## Your instructions:
Pick out and copy every line in the records below that contains the word "dome". Case counts.
>> BEGIN Available data
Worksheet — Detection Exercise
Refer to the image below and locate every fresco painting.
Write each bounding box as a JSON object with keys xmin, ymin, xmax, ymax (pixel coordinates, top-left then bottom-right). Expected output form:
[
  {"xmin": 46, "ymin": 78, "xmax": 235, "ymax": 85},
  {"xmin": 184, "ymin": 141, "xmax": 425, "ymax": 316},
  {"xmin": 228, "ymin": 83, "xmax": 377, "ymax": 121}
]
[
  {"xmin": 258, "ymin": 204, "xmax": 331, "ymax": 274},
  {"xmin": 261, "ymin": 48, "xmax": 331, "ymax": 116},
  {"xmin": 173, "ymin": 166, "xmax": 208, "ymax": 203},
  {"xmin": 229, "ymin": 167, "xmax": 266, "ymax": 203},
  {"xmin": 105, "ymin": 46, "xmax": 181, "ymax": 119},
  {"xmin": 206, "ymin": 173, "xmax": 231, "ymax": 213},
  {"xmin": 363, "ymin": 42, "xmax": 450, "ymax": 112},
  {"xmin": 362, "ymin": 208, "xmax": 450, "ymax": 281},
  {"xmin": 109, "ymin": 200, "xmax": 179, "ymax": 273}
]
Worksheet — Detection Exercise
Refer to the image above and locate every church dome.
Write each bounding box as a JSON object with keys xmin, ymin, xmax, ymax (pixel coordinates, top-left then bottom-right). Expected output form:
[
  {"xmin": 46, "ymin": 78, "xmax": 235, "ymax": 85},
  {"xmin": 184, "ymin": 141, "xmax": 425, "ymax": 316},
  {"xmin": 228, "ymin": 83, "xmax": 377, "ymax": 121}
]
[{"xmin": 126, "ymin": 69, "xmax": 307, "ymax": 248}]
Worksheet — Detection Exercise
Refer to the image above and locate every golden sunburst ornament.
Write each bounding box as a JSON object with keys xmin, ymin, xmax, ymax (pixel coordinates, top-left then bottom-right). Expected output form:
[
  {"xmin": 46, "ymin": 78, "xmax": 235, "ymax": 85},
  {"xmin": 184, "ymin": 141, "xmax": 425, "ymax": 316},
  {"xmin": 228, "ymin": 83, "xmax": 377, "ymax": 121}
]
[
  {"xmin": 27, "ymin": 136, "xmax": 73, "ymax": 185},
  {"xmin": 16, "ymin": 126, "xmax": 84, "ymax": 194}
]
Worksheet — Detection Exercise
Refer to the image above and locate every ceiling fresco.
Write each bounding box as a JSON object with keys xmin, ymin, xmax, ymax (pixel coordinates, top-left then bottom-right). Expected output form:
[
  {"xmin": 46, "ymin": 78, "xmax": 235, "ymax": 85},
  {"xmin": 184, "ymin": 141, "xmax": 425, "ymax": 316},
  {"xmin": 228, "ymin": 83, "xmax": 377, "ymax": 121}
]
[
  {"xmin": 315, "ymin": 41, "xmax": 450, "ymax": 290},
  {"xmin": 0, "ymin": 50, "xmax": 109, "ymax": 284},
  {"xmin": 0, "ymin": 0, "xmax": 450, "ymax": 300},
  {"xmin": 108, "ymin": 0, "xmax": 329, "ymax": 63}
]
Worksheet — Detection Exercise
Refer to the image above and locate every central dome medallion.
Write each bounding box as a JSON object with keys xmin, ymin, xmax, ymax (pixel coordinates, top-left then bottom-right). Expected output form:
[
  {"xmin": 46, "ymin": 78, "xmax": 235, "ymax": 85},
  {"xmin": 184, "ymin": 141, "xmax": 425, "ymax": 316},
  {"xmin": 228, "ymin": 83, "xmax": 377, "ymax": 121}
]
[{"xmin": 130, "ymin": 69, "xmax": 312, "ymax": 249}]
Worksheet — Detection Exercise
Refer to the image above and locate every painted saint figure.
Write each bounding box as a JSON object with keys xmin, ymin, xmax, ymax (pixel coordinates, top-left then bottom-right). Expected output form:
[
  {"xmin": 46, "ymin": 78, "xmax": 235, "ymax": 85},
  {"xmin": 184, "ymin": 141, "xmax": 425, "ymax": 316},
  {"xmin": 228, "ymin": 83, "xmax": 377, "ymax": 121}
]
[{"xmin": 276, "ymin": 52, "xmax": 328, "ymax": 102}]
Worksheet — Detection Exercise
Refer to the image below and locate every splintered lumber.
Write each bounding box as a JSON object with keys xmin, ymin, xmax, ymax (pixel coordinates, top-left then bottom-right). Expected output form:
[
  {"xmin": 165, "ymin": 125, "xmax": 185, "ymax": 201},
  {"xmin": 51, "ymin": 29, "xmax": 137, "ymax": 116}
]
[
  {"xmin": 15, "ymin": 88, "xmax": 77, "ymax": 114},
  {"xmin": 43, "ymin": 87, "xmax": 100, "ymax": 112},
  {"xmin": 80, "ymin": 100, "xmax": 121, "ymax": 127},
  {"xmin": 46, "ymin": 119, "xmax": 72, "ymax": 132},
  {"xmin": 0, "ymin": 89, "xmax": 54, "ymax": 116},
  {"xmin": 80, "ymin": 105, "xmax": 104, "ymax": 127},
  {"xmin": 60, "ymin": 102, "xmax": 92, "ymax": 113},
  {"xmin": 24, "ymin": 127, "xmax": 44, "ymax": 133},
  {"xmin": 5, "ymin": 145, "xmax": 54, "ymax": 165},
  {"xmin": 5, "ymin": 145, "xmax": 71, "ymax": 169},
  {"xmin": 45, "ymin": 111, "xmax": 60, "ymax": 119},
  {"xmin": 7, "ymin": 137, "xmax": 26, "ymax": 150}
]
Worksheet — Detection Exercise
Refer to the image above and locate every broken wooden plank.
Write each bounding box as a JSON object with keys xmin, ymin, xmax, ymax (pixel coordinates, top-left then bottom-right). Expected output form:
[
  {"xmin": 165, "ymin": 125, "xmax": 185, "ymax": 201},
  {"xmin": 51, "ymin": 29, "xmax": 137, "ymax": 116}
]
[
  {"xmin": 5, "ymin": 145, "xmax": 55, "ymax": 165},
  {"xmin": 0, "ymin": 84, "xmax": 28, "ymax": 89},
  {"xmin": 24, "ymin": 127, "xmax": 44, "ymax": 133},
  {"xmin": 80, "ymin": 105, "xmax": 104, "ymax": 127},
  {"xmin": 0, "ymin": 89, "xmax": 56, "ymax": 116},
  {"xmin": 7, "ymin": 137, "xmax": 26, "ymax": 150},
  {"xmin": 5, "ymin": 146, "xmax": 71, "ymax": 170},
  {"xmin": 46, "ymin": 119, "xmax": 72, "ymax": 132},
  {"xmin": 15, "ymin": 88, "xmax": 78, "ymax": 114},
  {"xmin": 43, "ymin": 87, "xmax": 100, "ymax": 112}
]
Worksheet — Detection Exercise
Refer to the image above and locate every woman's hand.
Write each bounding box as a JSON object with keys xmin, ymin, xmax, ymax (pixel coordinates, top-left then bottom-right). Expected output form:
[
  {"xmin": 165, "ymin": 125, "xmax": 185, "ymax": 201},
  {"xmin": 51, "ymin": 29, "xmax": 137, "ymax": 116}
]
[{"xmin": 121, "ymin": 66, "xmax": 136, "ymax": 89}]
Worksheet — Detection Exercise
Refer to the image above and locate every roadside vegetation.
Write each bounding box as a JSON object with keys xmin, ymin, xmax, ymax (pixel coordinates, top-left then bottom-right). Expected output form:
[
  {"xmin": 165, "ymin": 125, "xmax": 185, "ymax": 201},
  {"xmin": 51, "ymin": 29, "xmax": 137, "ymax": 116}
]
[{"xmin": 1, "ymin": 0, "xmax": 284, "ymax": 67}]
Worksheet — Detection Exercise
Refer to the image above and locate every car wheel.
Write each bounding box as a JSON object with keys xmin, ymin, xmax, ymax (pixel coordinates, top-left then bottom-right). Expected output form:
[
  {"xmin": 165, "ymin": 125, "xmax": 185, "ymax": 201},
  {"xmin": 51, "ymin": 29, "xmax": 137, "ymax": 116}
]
>> END Available data
## Task answer:
Refer to the image above and locate every church dome.
Refer to the image above and locate every central dome medallion.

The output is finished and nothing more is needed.